* Objective 1: Translate this sentence from the passage on TNT cannon baskets into Spanish: "It would be more efficient if the total amount of TNT could be split in any ratio between the two corners."
* Objective 2: Resume the passage on TNT cannon baskets, writing on from its final sentence.

* Text section:

———

A comparison of the ranges of different basket types. The smallest diamond/rotated square is the simple 4-corner basket. The axis-aligned square is the differential basket. The circle is the circle basket. Graph link: https://www.desmos.com/calculator/xp9i5dpbku

The simple 4-corner basket has a major inefficiency: The two corners of TNT come from different sources. This means that, for example, shooting along a perfect diagonal uses at most half of the available TNT in the whole cannon. It would be more efficient if the total amount of TNT could be split in any ratio between the two corners. This is the concept of the "differential" basket. The name comes from the differential used in the drive of wheeled robots, specifically the "swerve" drive used commonly in FTC robotics.

In order to get the TNT in any ratio, the TNT enters the basket and is then separated using entity stack separation. This can be done using a trapdoor or fence gate activated by a pressure plate, but it's usually easier to use other TNT. Here is the required update order when using TNT:

  1. All the main TNT is aligned into the exact same position.
  2. Upwards or downwards acceleration TNT explodes. This is necessary so that one of the two "corners" doesn't affect the other. The main TNT needs to be given at least 8 blocks/tick of velocity (or 8.04 when accelerating upwards to counteract gravity) so that it moves out of explosion range in a single tick.

———

* Excerpted records:
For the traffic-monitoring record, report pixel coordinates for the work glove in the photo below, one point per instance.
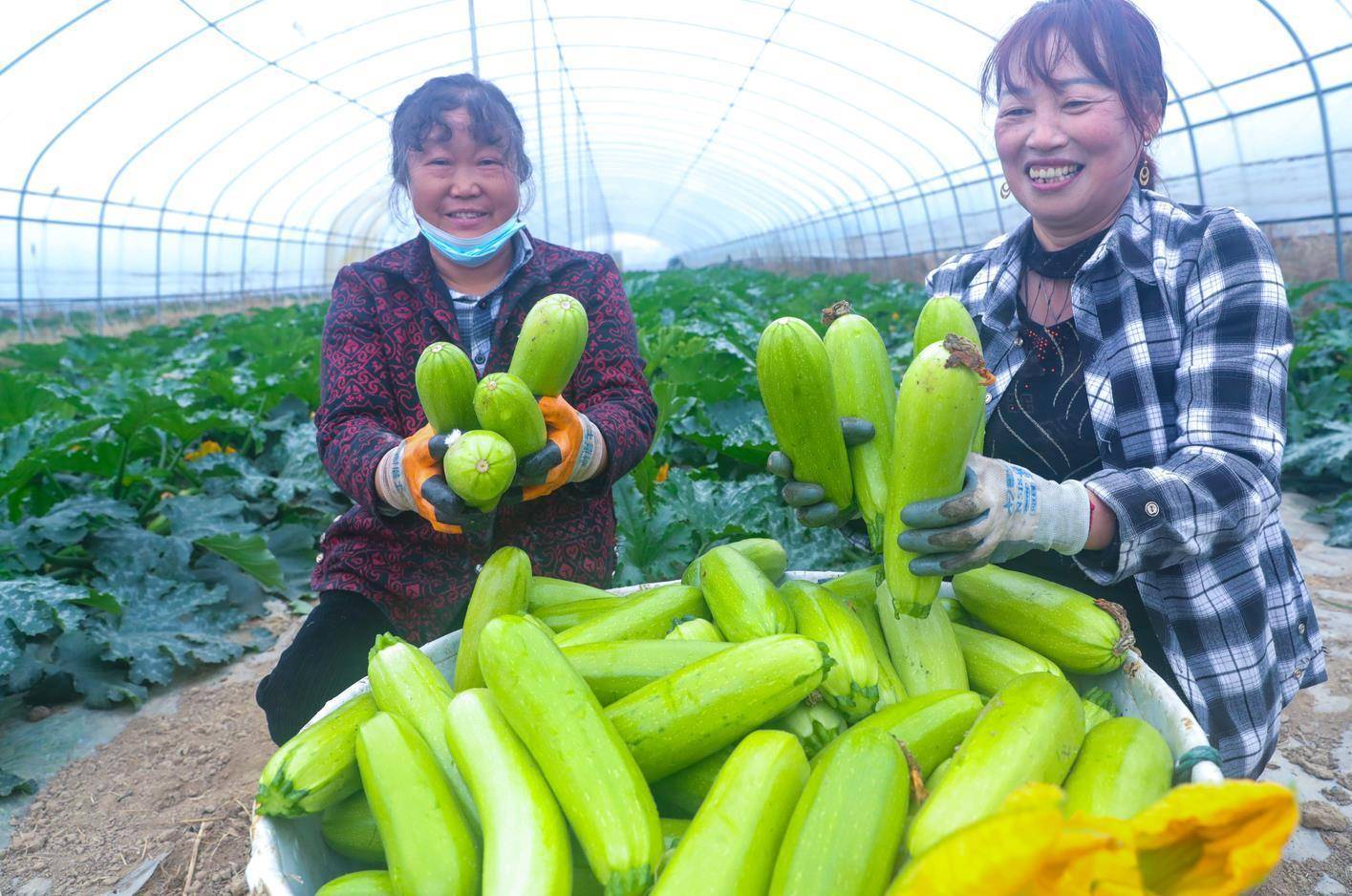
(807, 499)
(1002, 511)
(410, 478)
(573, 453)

———

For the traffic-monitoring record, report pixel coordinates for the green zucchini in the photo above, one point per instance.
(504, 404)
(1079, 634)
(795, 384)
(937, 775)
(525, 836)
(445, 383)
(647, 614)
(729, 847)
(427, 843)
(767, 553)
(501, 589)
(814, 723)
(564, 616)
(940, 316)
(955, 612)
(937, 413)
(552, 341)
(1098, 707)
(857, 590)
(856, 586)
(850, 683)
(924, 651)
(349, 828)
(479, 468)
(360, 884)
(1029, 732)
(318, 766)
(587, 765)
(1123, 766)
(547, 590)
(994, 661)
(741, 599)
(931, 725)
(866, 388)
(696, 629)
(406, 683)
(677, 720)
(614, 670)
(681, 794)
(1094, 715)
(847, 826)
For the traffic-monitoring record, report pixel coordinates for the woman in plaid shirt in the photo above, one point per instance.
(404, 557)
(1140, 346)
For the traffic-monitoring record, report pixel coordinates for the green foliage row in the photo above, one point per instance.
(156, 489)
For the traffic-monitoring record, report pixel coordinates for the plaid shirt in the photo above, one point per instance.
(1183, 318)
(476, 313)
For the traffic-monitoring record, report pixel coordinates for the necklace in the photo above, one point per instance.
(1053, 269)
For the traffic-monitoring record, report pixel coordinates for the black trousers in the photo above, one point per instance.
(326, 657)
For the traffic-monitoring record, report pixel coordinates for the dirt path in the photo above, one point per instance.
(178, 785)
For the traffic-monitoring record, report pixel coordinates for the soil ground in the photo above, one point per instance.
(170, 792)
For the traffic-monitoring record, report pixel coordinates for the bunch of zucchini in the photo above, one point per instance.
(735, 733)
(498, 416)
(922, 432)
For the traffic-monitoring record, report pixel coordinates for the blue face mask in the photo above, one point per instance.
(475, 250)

———

* Exercise output 1: Sería más eficiente si la cantidad total de TNT pudiera dividirse en cualquier proporción entre las dos esquinas.

* Exercise output 2:
  3. Sideways acceleration TNT explodes. The purpose of this is to get the first "batch" of TNT the required velocity to hit a corner. After this step the main TNT should all have above 8 blocks/tick of velocity in Y and diagonal velocity in X and Z.
  4. First "batch" of main TNT ticks. It moves vertically from its starting point, then diagonally to its final position in the first "corner", then explodes there.
  5. Stack separation TNT explodes. Only the second "batch" of main TNT, which hasn't ticked yet, is affected. It is given the velocity required to cancel its existing horizontal velocity and end with enough to reach the second "corner".
  6. Second "batch" of main TNT ticks. It moves vertically from its starting point, then diagonally to its final position in the second "corner", then explodes there.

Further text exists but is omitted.